▶ WORK REQUEST
Copy every record exactly, leaving the pictures out.

▶ Dataset entries
------

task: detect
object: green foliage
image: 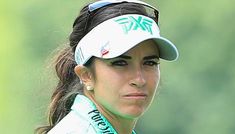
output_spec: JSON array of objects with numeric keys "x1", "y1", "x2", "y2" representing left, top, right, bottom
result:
[{"x1": 1, "y1": 0, "x2": 234, "y2": 133}]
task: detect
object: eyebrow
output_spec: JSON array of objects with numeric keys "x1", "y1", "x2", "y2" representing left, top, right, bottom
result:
[
  {"x1": 118, "y1": 55, "x2": 132, "y2": 59},
  {"x1": 117, "y1": 55, "x2": 159, "y2": 60}
]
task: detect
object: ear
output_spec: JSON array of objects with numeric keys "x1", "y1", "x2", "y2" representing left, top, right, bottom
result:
[{"x1": 74, "y1": 65, "x2": 94, "y2": 86}]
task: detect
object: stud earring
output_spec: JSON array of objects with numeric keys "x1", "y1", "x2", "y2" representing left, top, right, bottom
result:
[{"x1": 86, "y1": 85, "x2": 94, "y2": 91}]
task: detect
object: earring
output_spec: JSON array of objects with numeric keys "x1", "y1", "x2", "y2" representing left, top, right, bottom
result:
[{"x1": 86, "y1": 85, "x2": 94, "y2": 91}]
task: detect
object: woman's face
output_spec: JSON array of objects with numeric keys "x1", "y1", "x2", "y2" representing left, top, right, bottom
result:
[{"x1": 92, "y1": 40, "x2": 160, "y2": 119}]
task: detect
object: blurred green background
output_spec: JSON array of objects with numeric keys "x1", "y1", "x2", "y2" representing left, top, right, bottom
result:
[{"x1": 1, "y1": 0, "x2": 235, "y2": 133}]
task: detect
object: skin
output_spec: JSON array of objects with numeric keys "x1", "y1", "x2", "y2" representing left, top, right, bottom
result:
[{"x1": 75, "y1": 40, "x2": 160, "y2": 134}]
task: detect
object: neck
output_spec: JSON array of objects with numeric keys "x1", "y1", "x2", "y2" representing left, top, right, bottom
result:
[
  {"x1": 100, "y1": 107, "x2": 137, "y2": 134},
  {"x1": 84, "y1": 91, "x2": 137, "y2": 134}
]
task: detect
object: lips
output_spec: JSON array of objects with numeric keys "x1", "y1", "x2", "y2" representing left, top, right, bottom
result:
[{"x1": 123, "y1": 92, "x2": 147, "y2": 99}]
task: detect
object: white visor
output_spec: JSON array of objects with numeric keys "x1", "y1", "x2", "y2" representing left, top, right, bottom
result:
[{"x1": 75, "y1": 14, "x2": 179, "y2": 65}]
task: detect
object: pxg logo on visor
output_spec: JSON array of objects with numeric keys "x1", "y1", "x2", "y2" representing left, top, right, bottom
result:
[{"x1": 115, "y1": 15, "x2": 154, "y2": 34}]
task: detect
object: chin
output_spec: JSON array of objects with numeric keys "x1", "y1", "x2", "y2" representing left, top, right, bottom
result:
[{"x1": 120, "y1": 106, "x2": 147, "y2": 119}]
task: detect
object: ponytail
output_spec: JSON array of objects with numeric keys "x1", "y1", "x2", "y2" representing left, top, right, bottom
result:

------

▶ RESULT OF THE TASK
task: detect
object: green foliage
image: 
output_spec: JSON array of objects with numeric keys "x1", "y1", "x2", "y2" representing left, top, right, bottom
result:
[{"x1": 1, "y1": 0, "x2": 234, "y2": 133}]
task: detect
object: eyebrow
output_spec: JSON array of objects with numeric keys "x1", "y1", "x2", "y2" representing left, top, right, bottom
result:
[
  {"x1": 118, "y1": 55, "x2": 132, "y2": 59},
  {"x1": 117, "y1": 55, "x2": 159, "y2": 60}
]
task: detect
object: ear
output_spec: JSON array of objects with numeric keys "x1", "y1", "x2", "y2" representing left, top, right, bottom
result:
[{"x1": 74, "y1": 65, "x2": 94, "y2": 86}]
task: detect
object: stud earring
output_spec: JSON array of objects with numeric keys "x1", "y1", "x2", "y2" representing left, top, right, bottom
result:
[{"x1": 86, "y1": 85, "x2": 94, "y2": 91}]
task: detect
object: earring
output_spec: JSON array of objects with numeric keys "x1", "y1", "x2", "y2" representing left, top, right, bottom
result:
[{"x1": 86, "y1": 85, "x2": 94, "y2": 91}]
task: detect
object: woman's face
output_spec: JSON array of objects with numeric keys "x1", "y1", "x2", "y2" representing left, top, right, bottom
result:
[{"x1": 92, "y1": 40, "x2": 160, "y2": 119}]
task: detect
object: blurred green background
output_spec: JSON array of objects with numeric keys "x1", "y1", "x2", "y2" representing left, top, right, bottom
result:
[{"x1": 1, "y1": 0, "x2": 235, "y2": 133}]
task: detect
object: skin
output_spec: JSON array of objects with numeric keys "x1", "y1", "x2", "y2" representing left, top, right, bottom
result:
[{"x1": 75, "y1": 40, "x2": 160, "y2": 134}]
task: detect
object: neck
output_spec: JSON array of objects with numeric keys "x1", "y1", "x2", "y2" representing left, top, right, bottom
result:
[
  {"x1": 100, "y1": 107, "x2": 137, "y2": 134},
  {"x1": 84, "y1": 91, "x2": 137, "y2": 134}
]
task: detect
object: lips
output_spec: JSON array of objects with numeric keys "x1", "y1", "x2", "y2" representing left, top, right, bottom
result:
[{"x1": 123, "y1": 92, "x2": 147, "y2": 99}]
task: detect
object: white visor
output_spec: JSON array of objects with numeric keys "x1", "y1", "x2", "y2" representing left, top, right, bottom
result:
[{"x1": 75, "y1": 14, "x2": 179, "y2": 65}]
task: detect
object: pxg logo on visor
output_spec: JSON array of objects with numeric keys "x1", "y1", "x2", "y2" representing left, top, right, bottom
result:
[{"x1": 115, "y1": 15, "x2": 154, "y2": 34}]
task: detect
object: chin
output_spec: JSON array of objects with numeric keys "x1", "y1", "x2", "y2" representing left, top, right, bottom
result:
[{"x1": 120, "y1": 106, "x2": 147, "y2": 119}]
task: detect
object: ponytail
output_spec: JSON array of objects with numeric keys "x1", "y1", "x2", "y2" representing left, top, right, bottom
result:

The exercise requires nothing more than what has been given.